> [AIM]: Include in the output the line containing "Drop a point on every instance of the dry" and each subsequent line of the records, through the end, transcribed exactly. Add nothing else.

> [SUPPLIED MATERIAL]:

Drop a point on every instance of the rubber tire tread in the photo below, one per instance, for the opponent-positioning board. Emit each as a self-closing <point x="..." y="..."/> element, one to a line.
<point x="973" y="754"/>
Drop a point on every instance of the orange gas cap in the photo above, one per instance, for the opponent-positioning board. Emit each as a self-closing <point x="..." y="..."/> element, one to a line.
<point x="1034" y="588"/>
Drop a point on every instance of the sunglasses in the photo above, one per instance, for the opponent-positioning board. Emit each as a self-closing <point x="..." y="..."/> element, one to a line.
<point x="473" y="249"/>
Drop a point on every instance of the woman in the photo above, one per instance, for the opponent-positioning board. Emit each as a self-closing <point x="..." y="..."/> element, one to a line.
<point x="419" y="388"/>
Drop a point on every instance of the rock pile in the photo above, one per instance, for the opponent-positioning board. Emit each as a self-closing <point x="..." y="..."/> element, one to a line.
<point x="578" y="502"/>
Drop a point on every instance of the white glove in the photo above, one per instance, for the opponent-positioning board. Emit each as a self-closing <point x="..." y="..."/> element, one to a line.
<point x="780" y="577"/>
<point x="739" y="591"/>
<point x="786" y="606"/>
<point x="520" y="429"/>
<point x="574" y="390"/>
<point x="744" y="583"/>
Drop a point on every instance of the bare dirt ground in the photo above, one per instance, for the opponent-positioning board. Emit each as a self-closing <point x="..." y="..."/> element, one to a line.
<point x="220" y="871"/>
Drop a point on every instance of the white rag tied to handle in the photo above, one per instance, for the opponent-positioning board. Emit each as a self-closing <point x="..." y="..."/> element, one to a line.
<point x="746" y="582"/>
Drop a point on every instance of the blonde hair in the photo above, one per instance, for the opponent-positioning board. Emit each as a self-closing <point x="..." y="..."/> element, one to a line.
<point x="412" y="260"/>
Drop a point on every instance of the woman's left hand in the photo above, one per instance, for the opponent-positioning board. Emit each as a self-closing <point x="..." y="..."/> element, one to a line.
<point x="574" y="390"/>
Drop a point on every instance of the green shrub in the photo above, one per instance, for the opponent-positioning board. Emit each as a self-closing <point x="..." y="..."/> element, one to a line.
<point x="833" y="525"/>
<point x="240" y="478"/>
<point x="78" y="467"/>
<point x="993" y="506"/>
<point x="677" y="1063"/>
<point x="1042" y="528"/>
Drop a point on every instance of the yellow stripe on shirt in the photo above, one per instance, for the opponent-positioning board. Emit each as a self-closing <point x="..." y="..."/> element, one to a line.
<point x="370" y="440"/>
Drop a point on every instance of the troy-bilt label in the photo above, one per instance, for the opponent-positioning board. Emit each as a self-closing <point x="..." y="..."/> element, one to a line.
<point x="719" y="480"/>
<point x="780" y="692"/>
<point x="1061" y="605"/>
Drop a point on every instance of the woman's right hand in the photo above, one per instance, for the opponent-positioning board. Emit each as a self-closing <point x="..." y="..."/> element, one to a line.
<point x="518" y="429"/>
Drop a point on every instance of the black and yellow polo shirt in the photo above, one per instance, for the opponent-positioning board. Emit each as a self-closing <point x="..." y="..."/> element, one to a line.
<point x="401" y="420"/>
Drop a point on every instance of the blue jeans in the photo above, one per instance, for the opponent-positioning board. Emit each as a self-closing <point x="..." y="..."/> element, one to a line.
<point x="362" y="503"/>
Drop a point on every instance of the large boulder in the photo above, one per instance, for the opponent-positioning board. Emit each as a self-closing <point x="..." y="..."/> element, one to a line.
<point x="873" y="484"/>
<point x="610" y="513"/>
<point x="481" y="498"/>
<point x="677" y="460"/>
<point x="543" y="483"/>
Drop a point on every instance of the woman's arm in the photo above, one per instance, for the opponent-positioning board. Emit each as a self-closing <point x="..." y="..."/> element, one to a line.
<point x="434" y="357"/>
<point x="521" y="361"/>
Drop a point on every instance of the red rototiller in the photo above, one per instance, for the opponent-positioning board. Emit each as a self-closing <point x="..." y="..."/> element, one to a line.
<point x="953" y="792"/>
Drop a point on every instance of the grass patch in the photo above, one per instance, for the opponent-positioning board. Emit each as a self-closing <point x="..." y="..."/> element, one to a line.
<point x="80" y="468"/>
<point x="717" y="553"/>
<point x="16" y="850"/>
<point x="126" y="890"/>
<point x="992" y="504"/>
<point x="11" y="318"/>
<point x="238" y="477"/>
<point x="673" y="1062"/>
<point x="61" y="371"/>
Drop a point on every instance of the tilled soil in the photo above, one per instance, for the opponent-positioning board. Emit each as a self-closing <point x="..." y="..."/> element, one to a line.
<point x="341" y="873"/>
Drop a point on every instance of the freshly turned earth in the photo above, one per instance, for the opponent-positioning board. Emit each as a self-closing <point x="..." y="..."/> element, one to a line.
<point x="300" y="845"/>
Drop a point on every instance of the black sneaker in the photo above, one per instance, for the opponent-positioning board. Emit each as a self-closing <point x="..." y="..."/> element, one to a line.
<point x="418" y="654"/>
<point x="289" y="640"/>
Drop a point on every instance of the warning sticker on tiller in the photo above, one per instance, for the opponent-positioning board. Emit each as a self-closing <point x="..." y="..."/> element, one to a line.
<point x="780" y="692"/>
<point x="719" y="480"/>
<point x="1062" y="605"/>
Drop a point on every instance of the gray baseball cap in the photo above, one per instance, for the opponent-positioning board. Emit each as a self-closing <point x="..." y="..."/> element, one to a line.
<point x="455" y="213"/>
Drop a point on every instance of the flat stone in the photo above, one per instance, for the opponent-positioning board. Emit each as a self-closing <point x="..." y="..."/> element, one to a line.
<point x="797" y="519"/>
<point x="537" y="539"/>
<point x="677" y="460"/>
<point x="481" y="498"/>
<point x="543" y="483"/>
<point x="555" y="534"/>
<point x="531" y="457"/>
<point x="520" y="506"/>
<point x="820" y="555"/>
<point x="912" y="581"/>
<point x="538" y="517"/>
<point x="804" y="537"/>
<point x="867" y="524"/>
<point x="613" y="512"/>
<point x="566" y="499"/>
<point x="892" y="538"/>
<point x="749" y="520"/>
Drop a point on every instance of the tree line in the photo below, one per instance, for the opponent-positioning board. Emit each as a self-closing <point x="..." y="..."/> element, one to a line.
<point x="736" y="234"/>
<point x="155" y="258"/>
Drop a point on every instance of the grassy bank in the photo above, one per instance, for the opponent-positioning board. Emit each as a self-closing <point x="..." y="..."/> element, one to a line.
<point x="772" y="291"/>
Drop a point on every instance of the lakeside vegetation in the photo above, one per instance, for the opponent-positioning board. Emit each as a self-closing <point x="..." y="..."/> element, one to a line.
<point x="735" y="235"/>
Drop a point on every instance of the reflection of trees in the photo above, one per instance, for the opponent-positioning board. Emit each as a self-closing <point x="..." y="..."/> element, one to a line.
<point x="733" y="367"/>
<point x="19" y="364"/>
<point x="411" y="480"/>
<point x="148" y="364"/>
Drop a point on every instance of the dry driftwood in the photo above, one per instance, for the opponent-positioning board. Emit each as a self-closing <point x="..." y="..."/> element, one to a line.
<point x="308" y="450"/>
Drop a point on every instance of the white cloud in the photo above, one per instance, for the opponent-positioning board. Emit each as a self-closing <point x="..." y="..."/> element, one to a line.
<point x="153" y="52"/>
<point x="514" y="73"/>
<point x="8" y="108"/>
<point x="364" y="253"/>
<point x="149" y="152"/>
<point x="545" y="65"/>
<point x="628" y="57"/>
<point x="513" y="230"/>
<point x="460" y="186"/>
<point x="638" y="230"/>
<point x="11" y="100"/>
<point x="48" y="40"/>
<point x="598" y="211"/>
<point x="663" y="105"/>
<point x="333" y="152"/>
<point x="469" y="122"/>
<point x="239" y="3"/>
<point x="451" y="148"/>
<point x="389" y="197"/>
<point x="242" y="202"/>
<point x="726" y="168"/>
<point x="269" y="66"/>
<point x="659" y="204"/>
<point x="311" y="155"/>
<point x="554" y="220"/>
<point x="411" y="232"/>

> [SOLUTION FOR THIS TASK]:
Drop a point on every instance of the dry driftwood in the photo above, one per instance, for the opponent-positioning board. Emit each as a self-closing <point x="..." y="..."/> element, one to a line.
<point x="308" y="450"/>
Drop a point on every instance of the white cloud in the photo above, one per instance, for the opponent-positioning board. Emit each as a self-closing <point x="..." y="..."/> element, one to a line.
<point x="153" y="52"/>
<point x="514" y="73"/>
<point x="8" y="108"/>
<point x="364" y="253"/>
<point x="149" y="152"/>
<point x="545" y="65"/>
<point x="628" y="57"/>
<point x="513" y="230"/>
<point x="460" y="186"/>
<point x="638" y="230"/>
<point x="11" y="100"/>
<point x="48" y="40"/>
<point x="598" y="211"/>
<point x="663" y="105"/>
<point x="333" y="152"/>
<point x="469" y="122"/>
<point x="239" y="3"/>
<point x="451" y="148"/>
<point x="389" y="197"/>
<point x="242" y="202"/>
<point x="726" y="168"/>
<point x="269" y="66"/>
<point x="659" y="204"/>
<point x="311" y="155"/>
<point x="554" y="220"/>
<point x="411" y="232"/>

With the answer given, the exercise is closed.